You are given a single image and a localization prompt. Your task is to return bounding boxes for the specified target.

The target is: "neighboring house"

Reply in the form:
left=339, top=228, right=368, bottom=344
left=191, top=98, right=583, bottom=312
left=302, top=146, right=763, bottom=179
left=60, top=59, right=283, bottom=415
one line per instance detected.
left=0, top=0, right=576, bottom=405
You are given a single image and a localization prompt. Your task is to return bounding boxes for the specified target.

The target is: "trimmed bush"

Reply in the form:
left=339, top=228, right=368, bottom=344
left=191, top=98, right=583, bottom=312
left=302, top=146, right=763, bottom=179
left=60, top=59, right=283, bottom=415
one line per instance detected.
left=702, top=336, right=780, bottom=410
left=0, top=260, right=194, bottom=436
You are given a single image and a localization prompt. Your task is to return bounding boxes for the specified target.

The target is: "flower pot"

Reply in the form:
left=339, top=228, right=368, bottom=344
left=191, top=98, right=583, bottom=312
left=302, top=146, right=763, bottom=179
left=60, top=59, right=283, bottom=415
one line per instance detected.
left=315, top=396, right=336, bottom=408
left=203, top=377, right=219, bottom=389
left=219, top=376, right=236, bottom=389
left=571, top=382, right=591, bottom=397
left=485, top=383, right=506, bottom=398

┄┄┄┄┄┄┄┄┄┄┄┄┄┄┄┄┄┄┄┄

What the exercise asks: Please rewrite all the records above, replacing "localization prompt" with "location query" and leaving everything else unchanged.

The response:
You are given a single image and a location query. Your task is to return bounding boxes for the specified target.

The target is: "neighboring house"

Reply in the form:
left=339, top=228, right=368, bottom=344
left=191, top=98, right=583, bottom=312
left=302, top=146, right=763, bottom=179
left=60, top=59, right=283, bottom=415
one line per instance detected.
left=0, top=0, right=576, bottom=405
You are given a single image and a location query. Your task is to return bounding boxes for the specified target.

The target is: "trimmed bush"

Reply in the form:
left=339, top=228, right=368, bottom=344
left=191, top=98, right=583, bottom=312
left=302, top=146, right=763, bottom=179
left=60, top=59, right=283, bottom=415
one line per instance detected.
left=702, top=336, right=780, bottom=410
left=0, top=260, right=194, bottom=436
You are given a single image and a location query. Your task is to return bounding boxes for the specified target.

The target is: "flower pot"

Reply in the form:
left=339, top=228, right=368, bottom=344
left=191, top=98, right=583, bottom=312
left=302, top=146, right=763, bottom=179
left=60, top=59, right=283, bottom=415
one line per instance detected.
left=315, top=396, right=336, bottom=408
left=203, top=377, right=219, bottom=389
left=219, top=376, right=236, bottom=389
left=571, top=382, right=591, bottom=397
left=485, top=383, right=506, bottom=398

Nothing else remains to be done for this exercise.